文章の抜粋:
--------------------

ロップイヤーの可愛さは、大きくてテレンと垂れた耳とぺちゃっとつぶれたちんくしゃ顔です。ぬいぐるみのような容姿はウサギ好きにとってたまりません。
ロップイヤーの歴史
ロップイヤーは大きな垂れ耳が特徴のウサギで、原産国はスペイン、イギリス、オランダ、フランスなどのヨーロッパ諸国です。野生のアナウサギを家畜化したもので、中でもイングリッシュロップイヤー(イングリッシュロップ)はペットウサギとしてもっとも古い歴史を持つといわれています。
一番人気のホーランドロップは、1940〜50年にオランダのブリーダー、ドリアン・コックがフレンチロップとネザーランド・ドワーフを交配させて生み出しました。
ロップイヤーの特徴
ロップイヤーのLopは「だらりと垂れる」という意味です。その名前の通り香箱座りをすると耳が床に着いてしまうくらい垂れ下がっています。顔はペルシャ猫やパグ犬ののようなちんくしゃ顔。ウサギにしては小さめのつぶらな瞳が特徴です。
ロップイヤーの平均体重は4kgらい。一番小さいホーランドロップは2kg前後、大型種のフレンチロップは6kgを超えることもあります。一番耳が大きく垂れているのはイングリッシュロップです。子ウサギの頃は耳が垂れていない個体もありますが、大きくなるに従って垂れていきます。

--------------------

取り出した項目:
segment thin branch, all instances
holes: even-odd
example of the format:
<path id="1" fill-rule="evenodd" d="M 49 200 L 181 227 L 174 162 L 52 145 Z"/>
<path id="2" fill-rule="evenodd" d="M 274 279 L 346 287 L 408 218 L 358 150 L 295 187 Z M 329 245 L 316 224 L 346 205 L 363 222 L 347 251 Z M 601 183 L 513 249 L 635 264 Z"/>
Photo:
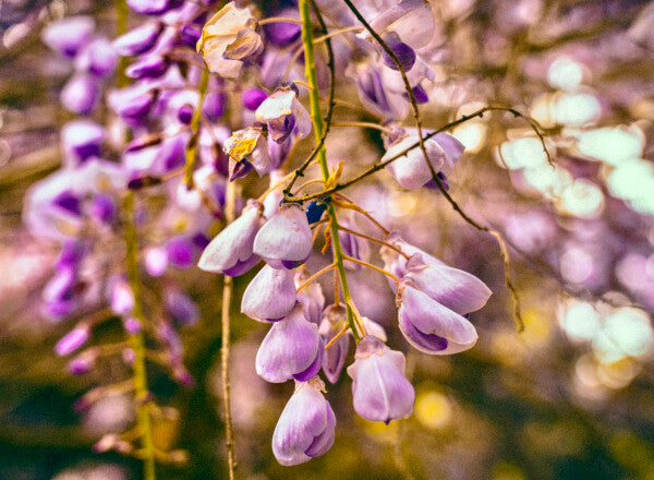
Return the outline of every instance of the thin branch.
<path id="1" fill-rule="evenodd" d="M 209 84 L 209 71 L 203 69 L 202 77 L 199 79 L 199 98 L 195 111 L 193 111 L 193 118 L 191 119 L 191 139 L 186 144 L 186 164 L 184 167 L 184 182 L 186 189 L 193 188 L 193 172 L 195 171 L 195 159 L 197 157 L 197 142 L 199 141 L 199 123 L 202 119 L 202 107 L 204 104 L 204 97 L 207 93 L 207 86 Z"/>
<path id="2" fill-rule="evenodd" d="M 350 262 L 354 262 L 354 263 L 358 263 L 359 265 L 366 266 L 371 269 L 379 272 L 380 274 L 387 275 L 389 278 L 392 278 L 396 281 L 400 281 L 400 279 L 396 275 L 391 274 L 390 272 L 386 272 L 384 268 L 379 268 L 378 266 L 373 265 L 372 263 L 367 263 L 367 262 L 364 262 L 363 260 L 354 259 L 353 256 L 350 256 L 350 255 L 343 255 L 343 260 L 349 260 Z"/>
<path id="3" fill-rule="evenodd" d="M 323 20 L 323 16 L 320 15 L 318 8 L 313 2 L 312 2 L 312 8 L 314 10 L 316 19 L 318 20 L 318 23 L 320 24 L 320 29 L 326 35 L 327 34 L 327 25 L 325 25 L 325 21 Z M 334 107 L 336 105 L 336 103 L 334 100 L 335 88 L 336 88 L 336 73 L 335 73 L 336 67 L 335 67 L 335 62 L 334 62 L 334 49 L 331 47 L 331 40 L 329 38 L 325 39 L 325 47 L 327 48 L 327 68 L 329 69 L 329 93 L 327 94 L 327 115 L 325 116 L 325 131 L 323 132 L 323 135 L 320 136 L 320 141 L 316 145 L 315 149 L 312 152 L 312 154 L 308 156 L 308 158 L 306 160 L 304 160 L 302 166 L 300 166 L 300 168 L 298 168 L 295 170 L 295 172 L 293 173 L 293 178 L 291 179 L 291 181 L 284 189 L 284 197 L 290 194 L 291 189 L 293 188 L 293 185 L 295 184 L 295 181 L 298 180 L 298 177 L 302 177 L 304 175 L 304 170 L 306 170 L 308 168 L 308 166 L 311 165 L 313 159 L 316 157 L 316 155 L 318 155 L 318 152 L 320 151 L 320 148 L 324 147 L 325 140 L 327 139 L 327 135 L 329 134 L 329 129 L 331 128 L 331 116 L 334 115 Z"/>
<path id="4" fill-rule="evenodd" d="M 326 274 L 327 272 L 329 272 L 331 268 L 336 267 L 336 263 L 332 263 L 331 265 L 327 265 L 325 268 L 320 268 L 319 271 L 317 271 L 315 274 L 313 274 L 311 277 L 308 277 L 306 280 L 304 280 L 302 283 L 302 285 L 300 285 L 300 287 L 298 287 L 298 289 L 295 290 L 298 293 L 300 293 L 300 291 L 306 287 L 308 284 L 311 284 L 313 280 L 315 280 L 316 278 L 320 277 L 323 274 Z"/>
<path id="5" fill-rule="evenodd" d="M 231 223 L 235 217 L 237 185 L 229 182 L 227 185 L 226 197 L 226 220 Z M 232 277 L 222 276 L 222 312 L 221 312 L 221 345 L 220 345 L 220 373 L 222 383 L 222 410 L 225 415 L 225 443 L 227 446 L 227 466 L 229 479 L 234 480 L 234 470 L 237 468 L 237 452 L 234 442 L 234 430 L 231 417 L 231 395 L 229 383 L 229 360 L 231 353 L 230 346 L 230 308 L 233 291 Z"/>
<path id="6" fill-rule="evenodd" d="M 402 252 L 402 249 L 400 249 L 399 247 L 396 247 L 396 245 L 393 245 L 391 243 L 385 242 L 384 240 L 379 240 L 378 238 L 375 238 L 375 237 L 370 237 L 370 236 L 367 236 L 365 233 L 362 233 L 360 231 L 356 231 L 356 230 L 351 230 L 351 229 L 349 229 L 347 227 L 343 227 L 342 225 L 340 226 L 340 229 L 343 230 L 343 231 L 347 231 L 349 233 L 355 235 L 356 237 L 361 237 L 361 238 L 364 238 L 364 239 L 370 240 L 372 242 L 376 242 L 376 243 L 383 244 L 384 247 L 388 247 L 389 249 L 395 250 L 396 252 L 398 252 L 404 259 L 407 259 L 407 260 L 410 259 L 409 255 L 407 255 L 404 252 Z"/>
<path id="7" fill-rule="evenodd" d="M 342 122 L 334 122 L 331 127 L 361 127 L 363 129 L 375 129 L 389 134 L 392 130 L 388 127 L 383 127 L 378 123 L 373 122 L 355 122 L 355 121 L 342 121 Z"/>

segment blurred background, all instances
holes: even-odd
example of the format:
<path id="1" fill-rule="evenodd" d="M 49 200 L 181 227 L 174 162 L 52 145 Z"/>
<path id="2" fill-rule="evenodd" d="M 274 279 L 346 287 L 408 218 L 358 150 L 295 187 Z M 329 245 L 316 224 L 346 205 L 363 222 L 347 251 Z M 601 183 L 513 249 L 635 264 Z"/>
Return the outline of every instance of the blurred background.
<path id="1" fill-rule="evenodd" d="M 552 168 L 529 124 L 509 113 L 489 112 L 452 132 L 467 153 L 449 178 L 450 192 L 470 216 L 505 233 L 524 331 L 511 313 L 494 238 L 462 221 L 439 193 L 404 191 L 380 172 L 346 193 L 408 241 L 491 287 L 488 304 L 471 315 L 480 341 L 445 358 L 411 350 L 396 327 L 386 280 L 352 272 L 362 314 L 383 324 L 391 348 L 407 355 L 414 413 L 388 427 L 359 418 L 350 379 L 341 375 L 327 393 L 338 419 L 334 447 L 281 467 L 270 439 L 292 385 L 256 375 L 266 328 L 239 314 L 234 301 L 238 478 L 653 480 L 654 3 L 432 3 L 437 29 L 426 60 L 435 80 L 422 107 L 424 124 L 437 128 L 487 104 L 511 106 L 541 123 L 555 158 Z M 39 305 L 59 249 L 35 239 L 22 221 L 26 191 L 60 166 L 60 129 L 73 118 L 59 104 L 70 62 L 52 55 L 39 33 L 74 14 L 93 15 L 98 31 L 113 36 L 114 13 L 105 2 L 0 1 L 0 479 L 140 478 L 138 460 L 93 449 L 104 434 L 133 422 L 131 396 L 75 408 L 130 370 L 109 358 L 75 376 L 55 355 L 74 325 L 49 320 Z M 358 101 L 348 82 L 337 96 Z M 372 120 L 361 112 L 349 118 Z M 365 142 L 352 142 L 353 135 Z M 356 129 L 339 130 L 327 148 L 335 164 L 348 158 L 353 171 L 384 153 L 377 132 Z M 247 183 L 245 196 L 265 188 Z M 314 259 L 308 268 L 327 262 Z M 252 277 L 235 279 L 237 299 Z M 227 478 L 221 280 L 193 266 L 170 272 L 166 281 L 190 293 L 201 321 L 181 331 L 193 386 L 156 364 L 148 371 L 158 403 L 171 407 L 155 420 L 156 443 L 189 452 L 185 465 L 161 466 L 158 475 Z M 120 320 L 109 315 L 90 343 L 123 335 Z"/>

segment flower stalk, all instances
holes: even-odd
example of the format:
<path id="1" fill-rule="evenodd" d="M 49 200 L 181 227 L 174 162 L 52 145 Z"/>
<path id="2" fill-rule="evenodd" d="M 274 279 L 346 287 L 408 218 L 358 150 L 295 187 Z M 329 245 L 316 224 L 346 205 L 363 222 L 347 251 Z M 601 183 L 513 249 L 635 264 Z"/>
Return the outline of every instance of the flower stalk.
<path id="1" fill-rule="evenodd" d="M 305 74 L 306 81 L 311 86 L 308 91 L 308 98 L 311 105 L 311 119 L 314 127 L 314 133 L 316 144 L 320 145 L 316 155 L 318 165 L 320 166 L 320 175 L 323 181 L 327 182 L 329 179 L 329 169 L 327 167 L 327 155 L 325 151 L 325 143 L 323 140 L 323 131 L 325 129 L 323 124 L 323 117 L 320 113 L 320 93 L 318 91 L 318 82 L 316 80 L 316 65 L 314 57 L 314 44 L 313 44 L 313 25 L 311 23 L 310 1 L 300 0 L 300 19 L 302 20 L 302 44 L 304 45 L 304 59 L 305 59 Z M 332 204 L 327 207 L 327 213 L 331 217 L 329 228 L 331 230 L 331 241 L 334 242 L 334 262 L 338 269 L 340 277 L 340 286 L 343 292 L 343 299 L 348 310 L 348 324 L 352 329 L 354 339 L 359 341 L 361 339 L 356 325 L 354 323 L 354 314 L 350 307 L 350 288 L 348 286 L 348 278 L 346 276 L 346 267 L 343 265 L 343 252 L 341 250 L 340 240 L 338 237 L 339 224 L 336 217 L 336 208 Z"/>
<path id="2" fill-rule="evenodd" d="M 134 223 L 134 192 L 128 192 L 123 201 L 124 233 L 125 233 L 125 263 L 130 287 L 134 293 L 133 316 L 143 322 L 143 304 L 141 297 L 141 275 L 138 273 L 138 239 Z M 141 432 L 143 468 L 145 480 L 156 480 L 155 472 L 155 444 L 153 439 L 153 423 L 150 405 L 148 400 L 147 372 L 145 368 L 145 337 L 143 332 L 130 334 L 129 341 L 134 351 L 134 396 L 137 403 L 136 422 Z"/>

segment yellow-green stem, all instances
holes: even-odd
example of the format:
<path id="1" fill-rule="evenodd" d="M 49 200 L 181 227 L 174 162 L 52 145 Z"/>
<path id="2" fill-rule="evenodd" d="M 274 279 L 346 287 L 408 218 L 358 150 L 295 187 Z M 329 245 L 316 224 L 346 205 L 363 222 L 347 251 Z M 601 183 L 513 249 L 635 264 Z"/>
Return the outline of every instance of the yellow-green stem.
<path id="1" fill-rule="evenodd" d="M 310 1 L 300 0 L 300 19 L 302 20 L 302 44 L 304 45 L 304 64 L 305 75 L 308 82 L 308 98 L 311 103 L 311 119 L 314 127 L 314 135 L 316 143 L 319 144 L 323 139 L 323 117 L 320 113 L 320 93 L 318 91 L 318 82 L 316 80 L 316 64 L 314 58 L 314 44 L 313 44 L 313 25 L 311 23 Z M 318 164 L 320 165 L 320 173 L 323 180 L 327 181 L 329 178 L 329 168 L 327 167 L 327 155 L 325 152 L 325 145 L 320 146 L 320 149 L 316 156 Z M 354 314 L 350 307 L 350 288 L 348 287 L 348 277 L 346 276 L 346 267 L 343 265 L 343 252 L 341 250 L 340 240 L 338 238 L 339 225 L 336 217 L 336 208 L 332 204 L 327 207 L 327 213 L 331 217 L 330 229 L 331 229 L 331 245 L 334 250 L 334 262 L 339 273 L 341 289 L 343 291 L 343 299 L 348 310 L 348 324 L 352 329 L 354 339 L 359 341 L 361 339 L 356 325 L 354 323 Z"/>
<path id="2" fill-rule="evenodd" d="M 116 34 L 123 35 L 128 32 L 130 10 L 125 0 L 116 0 Z M 124 69 L 126 59 L 122 58 L 117 76 L 118 87 L 129 84 Z M 141 297 L 141 275 L 138 273 L 138 238 L 136 236 L 136 223 L 134 220 L 134 192 L 129 191 L 123 201 L 123 219 L 125 235 L 125 265 L 130 279 L 130 287 L 134 295 L 134 317 L 142 324 L 143 304 Z M 155 443 L 153 440 L 153 419 L 150 417 L 150 405 L 147 388 L 147 371 L 145 368 L 145 337 L 143 332 L 130 334 L 130 346 L 134 351 L 133 382 L 134 396 L 136 399 L 136 424 L 141 433 L 141 447 L 143 451 L 143 478 L 144 480 L 156 480 L 155 471 Z"/>
<path id="3" fill-rule="evenodd" d="M 143 304 L 141 300 L 141 275 L 138 273 L 138 238 L 134 221 L 134 192 L 128 192 L 123 202 L 124 230 L 125 230 L 125 263 L 130 286 L 134 295 L 133 315 L 142 324 Z M 153 441 L 153 424 L 150 417 L 147 372 L 145 369 L 145 338 L 143 332 L 130 334 L 130 346 L 134 351 L 134 395 L 137 403 L 136 422 L 141 432 L 141 446 L 143 449 L 143 470 L 145 480 L 156 480 L 155 473 L 155 444 Z"/>
<path id="4" fill-rule="evenodd" d="M 231 224 L 235 217 L 237 185 L 234 182 L 227 184 L 227 197 L 225 205 L 225 219 Z M 234 430 L 231 418 L 231 395 L 229 383 L 229 360 L 230 360 L 230 310 L 233 291 L 233 280 L 229 275 L 222 276 L 222 339 L 220 346 L 220 365 L 222 379 L 222 411 L 225 413 L 225 439 L 227 445 L 227 467 L 229 480 L 234 480 L 234 469 L 237 468 L 237 453 L 234 444 Z"/>
<path id="5" fill-rule="evenodd" d="M 209 71 L 203 69 L 202 76 L 199 79 L 199 98 L 195 111 L 193 111 L 193 118 L 191 119 L 191 139 L 186 144 L 186 165 L 184 166 L 184 183 L 186 188 L 191 190 L 193 188 L 193 172 L 195 171 L 195 158 L 197 157 L 197 142 L 199 140 L 199 123 L 202 120 L 202 106 L 204 104 L 204 97 L 207 93 L 207 86 L 209 84 Z"/>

--------------------

与えられた課題:
上の文章の抜粋のうち、「一番人気のホーランドロップは」から「なるに従って垂れていきます。」までを、両端も含めてそのまま打ち直してください。

最終的な答え:
一番人気のホーランドロップは、1940〜50年にオランダのブリーダー、ドリアン・コックがフレンチロップとネザーランド・ドワーフを交配させて生み出しました。
ロップイヤーの特徴
ロップイヤーのLopは「だらりと垂れる」という意味です。その名前の通り香箱座りをすると耳が床に着いてしまうくらい垂れ下がっています。顔はペルシャ猫やパグ犬ののようなちんくしゃ顔。ウサギにしては小さめのつぶらな瞳が特徴です。
ロップイヤーの平均体重は4kgらい。一番小さいホーランドロップは2kg前後、大型種のフレンチロップは6kgを超えることもあります。一番耳が大きく垂れているのはイングリッシュロップです。子ウサギの頃は耳が垂れていない個体もありますが、大きくなるに従って垂れていきます。